:: DATA RECORDS ::

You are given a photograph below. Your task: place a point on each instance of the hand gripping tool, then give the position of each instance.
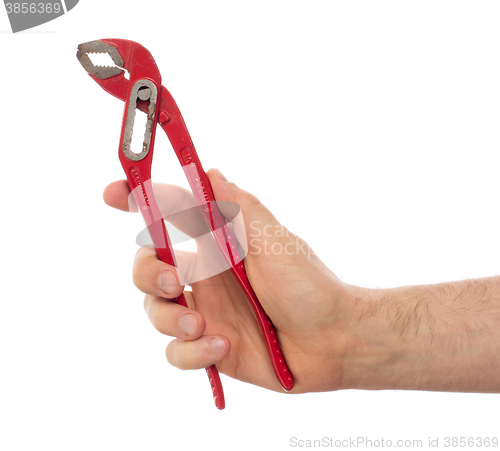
(136, 80)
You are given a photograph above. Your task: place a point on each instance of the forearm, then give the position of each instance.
(443, 337)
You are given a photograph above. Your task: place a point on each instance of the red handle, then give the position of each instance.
(173, 124)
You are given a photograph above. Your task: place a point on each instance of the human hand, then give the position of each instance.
(303, 298)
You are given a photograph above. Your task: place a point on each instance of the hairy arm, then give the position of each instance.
(443, 337)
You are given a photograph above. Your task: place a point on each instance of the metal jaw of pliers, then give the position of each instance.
(142, 89)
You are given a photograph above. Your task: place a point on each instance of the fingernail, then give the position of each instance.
(221, 176)
(218, 345)
(168, 282)
(188, 324)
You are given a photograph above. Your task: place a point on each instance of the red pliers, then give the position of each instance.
(135, 79)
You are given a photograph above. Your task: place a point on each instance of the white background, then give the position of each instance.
(370, 128)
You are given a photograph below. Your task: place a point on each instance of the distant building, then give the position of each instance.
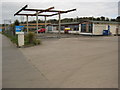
(87, 27)
(32, 26)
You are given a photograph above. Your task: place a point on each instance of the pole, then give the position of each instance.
(45, 24)
(59, 23)
(27, 24)
(37, 21)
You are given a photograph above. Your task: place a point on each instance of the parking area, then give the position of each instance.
(76, 62)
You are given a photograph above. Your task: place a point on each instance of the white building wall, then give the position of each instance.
(98, 29)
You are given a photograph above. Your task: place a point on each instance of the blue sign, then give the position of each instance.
(19, 28)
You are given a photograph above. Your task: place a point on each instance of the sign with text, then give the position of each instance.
(19, 29)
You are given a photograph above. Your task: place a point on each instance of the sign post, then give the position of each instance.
(19, 31)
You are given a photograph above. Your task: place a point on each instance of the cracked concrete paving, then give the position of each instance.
(83, 62)
(17, 72)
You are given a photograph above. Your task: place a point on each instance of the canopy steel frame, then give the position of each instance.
(38, 13)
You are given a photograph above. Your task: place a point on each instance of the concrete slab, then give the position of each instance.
(83, 62)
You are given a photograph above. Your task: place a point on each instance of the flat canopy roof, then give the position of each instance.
(38, 11)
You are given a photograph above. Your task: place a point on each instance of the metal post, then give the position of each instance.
(45, 24)
(27, 24)
(59, 23)
(37, 21)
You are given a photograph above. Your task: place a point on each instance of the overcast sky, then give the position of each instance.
(96, 8)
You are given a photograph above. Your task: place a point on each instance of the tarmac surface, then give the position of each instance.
(80, 62)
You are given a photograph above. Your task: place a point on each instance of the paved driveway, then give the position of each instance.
(83, 62)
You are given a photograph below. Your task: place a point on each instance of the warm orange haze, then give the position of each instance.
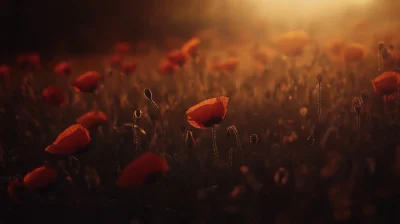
(226, 111)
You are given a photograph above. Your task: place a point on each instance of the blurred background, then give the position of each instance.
(77, 26)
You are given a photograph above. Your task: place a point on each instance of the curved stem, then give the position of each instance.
(117, 158)
(358, 126)
(319, 102)
(214, 140)
(182, 149)
(135, 137)
(233, 131)
(379, 60)
(386, 109)
(161, 121)
(96, 100)
(230, 158)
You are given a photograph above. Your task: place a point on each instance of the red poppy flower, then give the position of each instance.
(138, 171)
(129, 67)
(177, 57)
(4, 70)
(392, 96)
(53, 96)
(122, 48)
(71, 141)
(40, 178)
(63, 68)
(190, 47)
(229, 65)
(92, 118)
(263, 56)
(208, 112)
(87, 82)
(115, 61)
(335, 47)
(387, 83)
(293, 43)
(354, 52)
(168, 68)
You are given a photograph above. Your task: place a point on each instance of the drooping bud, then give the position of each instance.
(148, 94)
(319, 78)
(189, 140)
(137, 114)
(253, 139)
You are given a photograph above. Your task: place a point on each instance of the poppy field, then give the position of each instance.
(261, 123)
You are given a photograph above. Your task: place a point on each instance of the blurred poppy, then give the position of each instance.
(293, 43)
(138, 171)
(228, 65)
(168, 68)
(208, 112)
(354, 52)
(115, 61)
(232, 53)
(29, 61)
(335, 47)
(92, 118)
(281, 176)
(4, 70)
(63, 68)
(122, 48)
(40, 178)
(262, 57)
(87, 82)
(53, 96)
(71, 141)
(387, 83)
(172, 43)
(392, 96)
(128, 67)
(191, 46)
(177, 57)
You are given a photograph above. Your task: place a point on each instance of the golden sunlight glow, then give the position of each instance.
(306, 8)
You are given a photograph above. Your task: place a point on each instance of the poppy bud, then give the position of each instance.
(357, 108)
(228, 134)
(148, 94)
(381, 45)
(109, 73)
(319, 78)
(364, 97)
(137, 114)
(385, 54)
(183, 128)
(189, 140)
(253, 139)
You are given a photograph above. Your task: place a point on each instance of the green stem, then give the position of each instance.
(135, 137)
(233, 131)
(214, 141)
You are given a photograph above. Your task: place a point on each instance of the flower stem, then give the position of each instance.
(117, 158)
(95, 100)
(319, 102)
(386, 109)
(214, 140)
(233, 131)
(162, 123)
(231, 154)
(135, 137)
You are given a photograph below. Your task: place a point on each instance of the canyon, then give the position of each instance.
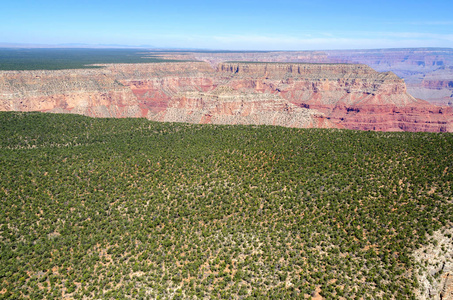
(207, 91)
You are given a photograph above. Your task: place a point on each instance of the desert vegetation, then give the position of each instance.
(129, 208)
(72, 58)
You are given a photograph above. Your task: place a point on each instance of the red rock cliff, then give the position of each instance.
(286, 94)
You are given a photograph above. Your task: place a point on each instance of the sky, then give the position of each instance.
(230, 25)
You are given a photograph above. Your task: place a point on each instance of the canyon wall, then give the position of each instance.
(425, 70)
(350, 96)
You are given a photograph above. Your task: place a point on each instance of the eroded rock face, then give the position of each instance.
(435, 267)
(285, 94)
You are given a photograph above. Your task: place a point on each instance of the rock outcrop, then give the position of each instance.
(287, 94)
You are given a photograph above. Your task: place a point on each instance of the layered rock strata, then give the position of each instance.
(286, 94)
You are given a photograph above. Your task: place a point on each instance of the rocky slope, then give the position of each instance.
(285, 94)
(423, 69)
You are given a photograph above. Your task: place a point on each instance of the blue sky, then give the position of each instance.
(231, 25)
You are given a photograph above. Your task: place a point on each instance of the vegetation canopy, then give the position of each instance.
(72, 58)
(129, 208)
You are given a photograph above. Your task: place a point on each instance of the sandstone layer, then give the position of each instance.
(287, 94)
(426, 71)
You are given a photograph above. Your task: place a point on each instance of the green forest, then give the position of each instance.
(134, 209)
(72, 58)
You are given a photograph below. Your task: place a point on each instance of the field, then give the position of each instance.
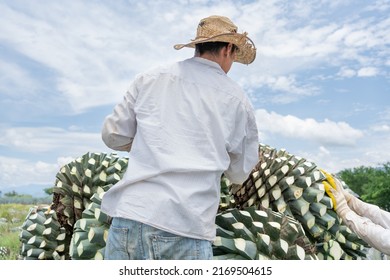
(12, 217)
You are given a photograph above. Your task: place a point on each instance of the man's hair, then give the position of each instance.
(212, 47)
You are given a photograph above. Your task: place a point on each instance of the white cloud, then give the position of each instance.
(14, 80)
(21, 172)
(381, 128)
(36, 140)
(367, 72)
(326, 133)
(346, 72)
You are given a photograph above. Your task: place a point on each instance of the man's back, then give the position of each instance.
(190, 122)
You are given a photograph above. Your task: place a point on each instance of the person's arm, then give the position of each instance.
(374, 234)
(371, 211)
(119, 128)
(243, 150)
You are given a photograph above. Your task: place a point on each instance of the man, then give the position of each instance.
(368, 221)
(184, 125)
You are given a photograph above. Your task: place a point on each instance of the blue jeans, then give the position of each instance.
(131, 240)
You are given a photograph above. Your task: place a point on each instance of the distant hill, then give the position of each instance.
(33, 190)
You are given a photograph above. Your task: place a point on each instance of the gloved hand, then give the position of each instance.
(334, 189)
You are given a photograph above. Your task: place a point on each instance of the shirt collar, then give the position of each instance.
(207, 62)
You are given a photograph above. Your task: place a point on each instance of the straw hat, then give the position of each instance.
(222, 29)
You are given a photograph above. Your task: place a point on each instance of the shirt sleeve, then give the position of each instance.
(370, 211)
(119, 128)
(243, 151)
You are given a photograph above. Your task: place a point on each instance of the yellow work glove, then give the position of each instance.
(334, 189)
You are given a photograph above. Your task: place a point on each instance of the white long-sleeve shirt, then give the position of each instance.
(371, 223)
(187, 124)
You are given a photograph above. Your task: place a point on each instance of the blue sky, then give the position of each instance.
(320, 84)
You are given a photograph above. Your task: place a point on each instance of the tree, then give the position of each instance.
(371, 183)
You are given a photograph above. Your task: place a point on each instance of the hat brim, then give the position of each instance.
(246, 52)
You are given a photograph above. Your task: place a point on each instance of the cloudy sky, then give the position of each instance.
(320, 84)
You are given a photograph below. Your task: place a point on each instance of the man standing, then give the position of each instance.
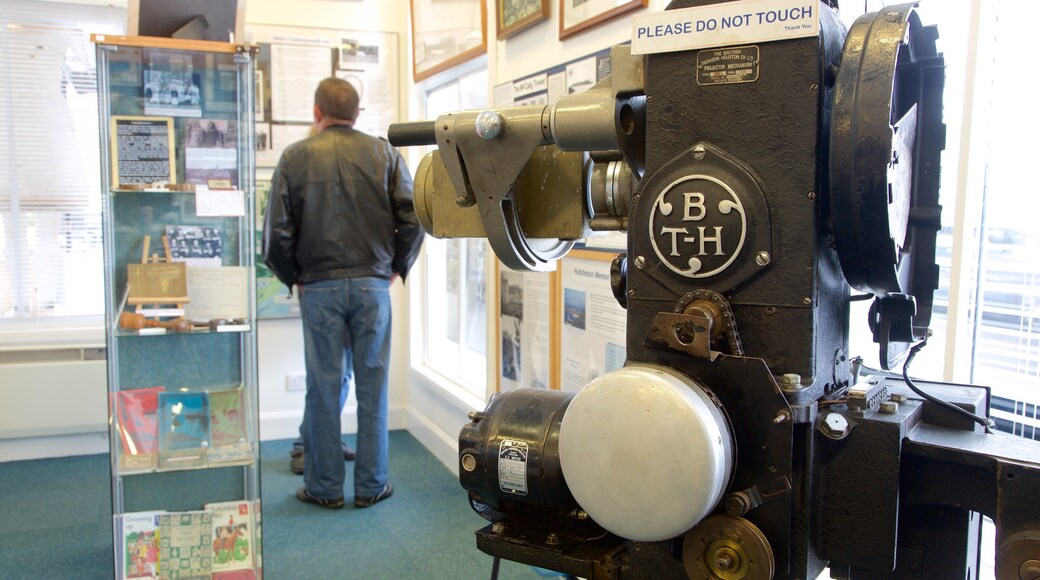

:::

YOUR GOAL :: What must be output is the exact run of lines from the one holding "brim, then give the position of each instance." through the end of the entries above, both ends included, minus the pictures.

SOLVED PROBLEM ::
You are given a photograph above. Your task: place a point on each instance of the hat brim, then give the position of each instance.
(246, 52)
You are given a photograph above. Your task: place a point on each instance of the cloudy sky, then give the position of each instance.
(320, 84)
You are given a photograph below. Your task: place a point on each instance of the man standing, then give the position of each instance.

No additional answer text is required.